Outlines of named regions
[start]

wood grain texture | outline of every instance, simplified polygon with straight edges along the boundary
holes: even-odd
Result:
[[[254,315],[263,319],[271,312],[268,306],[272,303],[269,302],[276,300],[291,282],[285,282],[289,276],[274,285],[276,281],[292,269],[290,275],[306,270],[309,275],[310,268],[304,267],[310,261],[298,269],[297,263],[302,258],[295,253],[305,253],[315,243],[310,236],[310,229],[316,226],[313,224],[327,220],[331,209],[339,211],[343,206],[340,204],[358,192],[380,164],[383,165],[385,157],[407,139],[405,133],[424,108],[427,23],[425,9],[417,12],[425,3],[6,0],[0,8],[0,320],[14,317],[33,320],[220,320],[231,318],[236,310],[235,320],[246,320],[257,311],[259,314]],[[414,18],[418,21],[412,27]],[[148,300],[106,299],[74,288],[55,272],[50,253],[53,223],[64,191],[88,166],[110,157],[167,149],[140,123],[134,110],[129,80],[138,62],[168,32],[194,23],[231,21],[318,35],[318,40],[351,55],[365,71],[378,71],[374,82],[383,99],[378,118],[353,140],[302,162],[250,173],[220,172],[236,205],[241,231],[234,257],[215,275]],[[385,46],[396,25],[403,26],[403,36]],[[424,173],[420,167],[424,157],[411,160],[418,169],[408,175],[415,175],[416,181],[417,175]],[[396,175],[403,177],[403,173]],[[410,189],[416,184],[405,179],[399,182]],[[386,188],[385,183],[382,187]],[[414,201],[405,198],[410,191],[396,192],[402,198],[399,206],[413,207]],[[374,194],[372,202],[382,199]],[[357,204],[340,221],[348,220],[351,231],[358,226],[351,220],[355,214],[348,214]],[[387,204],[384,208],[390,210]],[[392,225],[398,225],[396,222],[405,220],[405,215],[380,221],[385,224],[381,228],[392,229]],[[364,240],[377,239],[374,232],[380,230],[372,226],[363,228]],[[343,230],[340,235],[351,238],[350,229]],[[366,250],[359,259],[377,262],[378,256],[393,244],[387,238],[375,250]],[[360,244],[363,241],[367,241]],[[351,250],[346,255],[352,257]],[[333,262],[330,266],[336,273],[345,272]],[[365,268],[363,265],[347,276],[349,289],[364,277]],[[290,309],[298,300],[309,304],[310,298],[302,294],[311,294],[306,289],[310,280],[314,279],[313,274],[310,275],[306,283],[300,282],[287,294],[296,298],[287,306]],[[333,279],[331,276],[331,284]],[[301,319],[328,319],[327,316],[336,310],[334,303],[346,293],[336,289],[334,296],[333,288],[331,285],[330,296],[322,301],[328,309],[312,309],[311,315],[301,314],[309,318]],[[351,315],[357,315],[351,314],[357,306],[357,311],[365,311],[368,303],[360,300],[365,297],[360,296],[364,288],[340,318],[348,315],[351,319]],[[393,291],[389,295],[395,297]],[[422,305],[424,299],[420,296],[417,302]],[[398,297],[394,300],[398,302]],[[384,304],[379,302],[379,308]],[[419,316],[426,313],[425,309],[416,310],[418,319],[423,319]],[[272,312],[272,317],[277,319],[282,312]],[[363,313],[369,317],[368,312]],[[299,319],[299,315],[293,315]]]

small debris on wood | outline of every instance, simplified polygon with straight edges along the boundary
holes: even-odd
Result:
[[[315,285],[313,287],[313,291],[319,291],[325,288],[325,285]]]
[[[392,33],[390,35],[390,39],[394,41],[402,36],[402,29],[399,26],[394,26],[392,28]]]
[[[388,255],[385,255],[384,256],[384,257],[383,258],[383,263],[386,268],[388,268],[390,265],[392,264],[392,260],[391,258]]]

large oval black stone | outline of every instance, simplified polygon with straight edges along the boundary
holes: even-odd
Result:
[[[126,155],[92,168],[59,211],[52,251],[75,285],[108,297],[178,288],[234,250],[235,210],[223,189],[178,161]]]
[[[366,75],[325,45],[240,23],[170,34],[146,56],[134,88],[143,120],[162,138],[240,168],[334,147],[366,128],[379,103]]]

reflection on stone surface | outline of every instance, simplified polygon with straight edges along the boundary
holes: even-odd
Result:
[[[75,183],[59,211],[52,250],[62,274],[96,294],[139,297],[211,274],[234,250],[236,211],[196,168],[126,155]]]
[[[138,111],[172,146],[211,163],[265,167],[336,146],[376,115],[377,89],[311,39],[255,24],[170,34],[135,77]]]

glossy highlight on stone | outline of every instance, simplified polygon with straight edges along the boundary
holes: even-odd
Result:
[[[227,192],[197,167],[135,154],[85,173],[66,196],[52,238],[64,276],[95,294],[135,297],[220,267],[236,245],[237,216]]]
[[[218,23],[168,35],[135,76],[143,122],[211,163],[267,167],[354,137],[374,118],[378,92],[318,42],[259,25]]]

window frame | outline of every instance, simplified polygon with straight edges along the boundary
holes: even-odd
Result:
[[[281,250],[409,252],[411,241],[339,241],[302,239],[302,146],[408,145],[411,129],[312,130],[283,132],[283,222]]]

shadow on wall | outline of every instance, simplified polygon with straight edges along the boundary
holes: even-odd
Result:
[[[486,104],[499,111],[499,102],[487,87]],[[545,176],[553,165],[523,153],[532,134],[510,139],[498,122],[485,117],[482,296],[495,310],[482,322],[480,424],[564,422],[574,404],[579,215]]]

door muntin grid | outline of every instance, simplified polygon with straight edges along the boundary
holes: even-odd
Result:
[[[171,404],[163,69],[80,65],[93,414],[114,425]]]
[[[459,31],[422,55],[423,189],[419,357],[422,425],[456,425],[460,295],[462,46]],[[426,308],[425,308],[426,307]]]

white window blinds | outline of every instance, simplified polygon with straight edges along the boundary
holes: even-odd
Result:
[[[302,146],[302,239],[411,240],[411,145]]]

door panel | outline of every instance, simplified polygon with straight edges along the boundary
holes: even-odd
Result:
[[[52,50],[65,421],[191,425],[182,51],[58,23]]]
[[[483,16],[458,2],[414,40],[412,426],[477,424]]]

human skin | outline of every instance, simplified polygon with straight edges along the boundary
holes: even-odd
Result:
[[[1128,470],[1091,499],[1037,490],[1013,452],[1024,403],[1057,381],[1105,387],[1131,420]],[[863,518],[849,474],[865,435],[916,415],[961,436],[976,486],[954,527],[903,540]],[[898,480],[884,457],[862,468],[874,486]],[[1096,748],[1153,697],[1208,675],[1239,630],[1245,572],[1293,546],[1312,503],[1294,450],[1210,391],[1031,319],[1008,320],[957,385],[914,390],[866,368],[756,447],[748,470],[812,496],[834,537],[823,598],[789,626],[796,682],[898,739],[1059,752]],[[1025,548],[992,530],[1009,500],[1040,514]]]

[end]

- [Description of the task] Can you print every one of the items above again, character for character?

- [Complete response]
wood grain texture | outline of every instance, simplified polygon with straight edges along the boundary
holes: even-odd
Result:
[[[254,315],[263,319],[271,312],[268,306],[272,303],[269,302],[276,300],[291,282],[285,282],[289,276],[274,285],[276,281],[292,269],[290,275],[306,270],[309,275],[310,268],[304,267],[310,261],[298,269],[297,263],[302,258],[295,253],[305,253],[315,243],[310,236],[310,229],[316,226],[313,224],[327,220],[331,209],[339,211],[343,206],[340,204],[358,192],[380,164],[383,165],[385,157],[407,139],[405,133],[424,108],[427,23],[425,9],[417,12],[425,3],[6,0],[0,8],[0,320],[14,317],[33,320],[220,320],[231,318],[236,310],[235,320],[246,320],[257,311],[259,314]],[[414,18],[418,21],[412,27]],[[148,300],[106,299],[74,288],[55,272],[50,253],[53,223],[64,191],[88,166],[110,157],[167,149],[140,123],[134,110],[129,80],[138,62],[168,32],[194,23],[231,21],[318,35],[318,40],[351,55],[365,71],[378,71],[374,82],[383,99],[378,118],[353,140],[302,162],[250,173],[220,172],[236,205],[241,231],[234,257],[215,275]],[[385,46],[396,25],[403,26],[403,36]],[[424,173],[420,167],[424,157],[411,160],[418,169],[408,175],[415,175],[416,181],[417,175]],[[396,175],[403,177],[403,173]],[[410,189],[416,184],[405,179],[399,182]],[[386,188],[385,183],[382,187]],[[414,201],[405,198],[410,191],[396,192],[402,198],[399,206],[413,207]],[[374,194],[372,202],[382,199]],[[357,204],[340,221],[348,220],[351,231],[358,226],[351,220],[355,214],[348,214]],[[387,204],[384,208],[390,210]],[[392,225],[398,225],[396,222],[405,220],[405,215],[380,221],[385,224],[381,228],[392,229]],[[364,240],[377,239],[374,232],[380,230],[372,226],[363,228]],[[343,230],[340,235],[351,238],[350,229]],[[366,250],[359,259],[377,262],[378,256],[393,244],[387,238],[375,250]],[[360,244],[363,241],[367,241]],[[351,250],[346,255],[352,257]],[[333,262],[330,266],[336,273],[345,272]],[[365,268],[363,265],[347,276],[349,289],[364,277]],[[290,309],[298,300],[309,304],[310,298],[302,294],[311,294],[306,289],[310,280],[314,279],[313,274],[310,275],[306,283],[300,282],[287,294],[296,298],[287,306]],[[333,279],[331,276],[331,284]],[[301,319],[328,319],[327,316],[336,310],[334,303],[346,293],[336,289],[334,296],[333,288],[331,285],[330,296],[322,301],[328,309],[312,309],[311,315],[301,314],[309,318]],[[351,315],[357,315],[351,314],[357,306],[357,311],[365,311],[368,303],[360,300],[365,297],[360,296],[364,288],[340,318],[348,315],[351,319]],[[393,291],[389,295],[395,297]],[[422,305],[424,299],[420,296],[417,302]],[[398,297],[394,300],[398,302]],[[384,304],[379,302],[379,308]],[[419,316],[426,313],[425,309],[416,310],[418,319],[423,319]],[[272,312],[272,317],[277,319],[282,312]],[[363,313],[369,317],[368,312]],[[299,319],[299,315],[293,315]]]

small debris on wood | outline of every instance, simplified polygon with straight edges along the boundary
holes: even-odd
Result:
[[[315,285],[313,287],[313,291],[319,291],[325,288],[325,285]]]
[[[392,33],[390,35],[390,39],[394,41],[402,36],[402,29],[399,26],[394,26],[392,28]]]
[[[388,255],[385,255],[384,256],[384,257],[383,258],[383,263],[386,268],[388,268],[390,265],[392,264],[392,260],[391,258]]]

large oval black stone | outline of every instance, simplified polygon with straight edges along the boundary
holes: even-odd
Result:
[[[126,155],[92,168],[59,211],[52,251],[75,285],[108,297],[178,288],[234,250],[235,210],[223,189],[178,161]]]
[[[366,75],[325,45],[240,23],[170,34],[146,56],[134,88],[143,120],[162,138],[240,168],[334,147],[366,128],[379,103]]]

reflection on stone surface | outline of every instance, simplified polygon with straight edges along the boundary
holes: even-odd
Result:
[[[75,183],[59,211],[52,250],[62,274],[96,294],[139,297],[211,274],[234,250],[236,211],[196,168],[126,155]]]
[[[138,111],[172,146],[211,163],[265,167],[336,146],[376,115],[377,89],[311,39],[255,24],[170,34],[135,77]]]

glossy highlight on stone | outline of every instance, simplified polygon with straight edges along the boundary
holes: even-odd
Result:
[[[227,192],[197,167],[135,154],[85,173],[66,196],[52,238],[64,276],[95,294],[135,297],[220,267],[236,245],[237,216]]]
[[[218,23],[168,35],[135,76],[143,122],[211,163],[267,167],[354,137],[374,118],[378,92],[318,42],[259,25]]]

window frame | outline of every instance, simplified polygon with straight edges along the boundary
holes: even-odd
Result:
[[[281,250],[409,252],[411,241],[339,241],[302,239],[302,146],[408,145],[411,129],[312,130],[283,132],[283,222]]]

shadow on wall | outline of every instance, simplified polygon with straight edges along the boundary
holes: even-odd
Result:
[[[486,104],[499,111],[499,102],[487,87]],[[545,176],[553,165],[523,153],[532,134],[510,139],[498,122],[485,117],[482,296],[495,310],[482,322],[480,424],[564,422],[574,404],[579,215]]]

door muntin grid | outline of every instance, simplified polygon with straight edges along the boundary
holes: even-odd
Result:
[[[171,404],[163,69],[80,65],[93,414],[114,425]]]
[[[459,31],[422,55],[423,189],[419,357],[422,425],[456,425],[460,295],[462,46]],[[426,308],[425,308],[426,307]]]

white window blinds | outline of every instance, simplified polygon with straight edges along the boundary
holes: even-odd
Result:
[[[302,146],[302,239],[411,240],[411,145]]]

door panel | outline of every instance, simplified polygon with straight edges along the boundary
holes: even-odd
Result:
[[[52,50],[65,421],[191,425],[182,51],[58,23]]]
[[[483,16],[458,2],[414,40],[412,426],[477,424]]]

human skin | outline of every instance, simplified polygon with straight edges along the boundary
holes: even-odd
Result:
[[[1128,470],[1091,499],[1037,490],[1013,452],[1024,403],[1057,381],[1105,387],[1131,420]],[[863,518],[849,474],[865,435],[916,415],[961,436],[976,486],[954,527],[903,540]],[[898,480],[884,457],[862,468],[874,486]],[[1096,748],[1153,697],[1208,675],[1239,630],[1245,572],[1293,546],[1312,503],[1294,450],[1210,391],[1031,319],[1008,320],[957,385],[914,390],[866,368],[756,447],[748,470],[812,496],[834,537],[823,598],[789,626],[796,682],[898,739],[1059,752]],[[1025,548],[992,530],[1009,500],[1040,514]]]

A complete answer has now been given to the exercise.